**GOAL OF THE EXERCISE**
Pick out every line of the entries below where "Query" occurs, and copy those lines.

◆ ◆ ◆ ◆ ◆

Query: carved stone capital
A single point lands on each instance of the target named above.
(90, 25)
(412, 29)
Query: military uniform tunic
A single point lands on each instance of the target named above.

◆ ◆ ◆ ◆ ◆

**SOLUTION**
Query: carved stone capital
Query: military uniform tunic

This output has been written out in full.